→ DIRECTIONS FOR THIS TASK: Could you report every line of the listing below that holds the word "brick"?

→ PROVIDED ENTRIES:
==*==

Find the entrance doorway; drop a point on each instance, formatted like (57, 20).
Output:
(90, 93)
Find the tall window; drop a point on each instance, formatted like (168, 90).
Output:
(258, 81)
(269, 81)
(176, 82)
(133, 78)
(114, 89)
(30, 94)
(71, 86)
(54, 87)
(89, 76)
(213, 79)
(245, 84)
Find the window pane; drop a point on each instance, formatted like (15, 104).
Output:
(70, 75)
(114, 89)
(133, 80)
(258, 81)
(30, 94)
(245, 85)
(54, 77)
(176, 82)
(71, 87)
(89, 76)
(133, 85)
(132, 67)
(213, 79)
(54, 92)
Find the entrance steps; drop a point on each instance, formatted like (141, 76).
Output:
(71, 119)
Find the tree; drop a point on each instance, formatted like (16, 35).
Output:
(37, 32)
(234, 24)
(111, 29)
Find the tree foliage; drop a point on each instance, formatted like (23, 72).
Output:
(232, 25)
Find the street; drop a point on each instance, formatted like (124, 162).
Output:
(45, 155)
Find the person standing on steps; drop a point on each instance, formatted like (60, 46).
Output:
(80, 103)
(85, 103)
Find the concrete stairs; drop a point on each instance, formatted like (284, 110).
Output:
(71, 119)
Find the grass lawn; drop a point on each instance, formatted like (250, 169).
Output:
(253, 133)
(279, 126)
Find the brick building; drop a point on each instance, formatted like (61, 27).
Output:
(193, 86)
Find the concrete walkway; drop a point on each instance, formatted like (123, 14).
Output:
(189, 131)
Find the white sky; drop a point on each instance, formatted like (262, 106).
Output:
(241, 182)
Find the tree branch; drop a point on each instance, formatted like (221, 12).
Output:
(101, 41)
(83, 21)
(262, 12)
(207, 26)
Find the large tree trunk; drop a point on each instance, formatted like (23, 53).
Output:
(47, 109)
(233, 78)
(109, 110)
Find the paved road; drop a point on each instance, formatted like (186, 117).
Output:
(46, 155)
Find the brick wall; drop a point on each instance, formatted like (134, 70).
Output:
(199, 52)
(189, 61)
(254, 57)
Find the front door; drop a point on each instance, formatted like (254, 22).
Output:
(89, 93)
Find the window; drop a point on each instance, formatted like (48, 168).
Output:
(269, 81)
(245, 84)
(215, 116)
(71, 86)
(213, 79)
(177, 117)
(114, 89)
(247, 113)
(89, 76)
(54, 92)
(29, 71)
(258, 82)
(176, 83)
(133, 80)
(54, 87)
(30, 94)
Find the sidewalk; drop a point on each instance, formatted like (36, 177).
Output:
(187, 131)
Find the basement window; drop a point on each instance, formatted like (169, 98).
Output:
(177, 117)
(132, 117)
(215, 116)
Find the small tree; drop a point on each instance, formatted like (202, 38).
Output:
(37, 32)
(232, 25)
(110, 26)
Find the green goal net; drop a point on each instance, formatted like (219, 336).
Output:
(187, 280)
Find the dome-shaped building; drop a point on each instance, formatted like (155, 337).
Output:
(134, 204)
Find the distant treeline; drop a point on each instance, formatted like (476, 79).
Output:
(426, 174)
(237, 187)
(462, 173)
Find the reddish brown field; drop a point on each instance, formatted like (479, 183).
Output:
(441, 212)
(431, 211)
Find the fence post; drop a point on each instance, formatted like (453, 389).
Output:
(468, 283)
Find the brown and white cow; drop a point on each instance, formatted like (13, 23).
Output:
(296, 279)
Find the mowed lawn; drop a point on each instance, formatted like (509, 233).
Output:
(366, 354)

==*==

→ EXERCISE OUTPUT:
Find the brick building; drop a point on each instance, formatted like (61, 27).
Find the brick wall; drop a point on each instance, formatted like (134, 70).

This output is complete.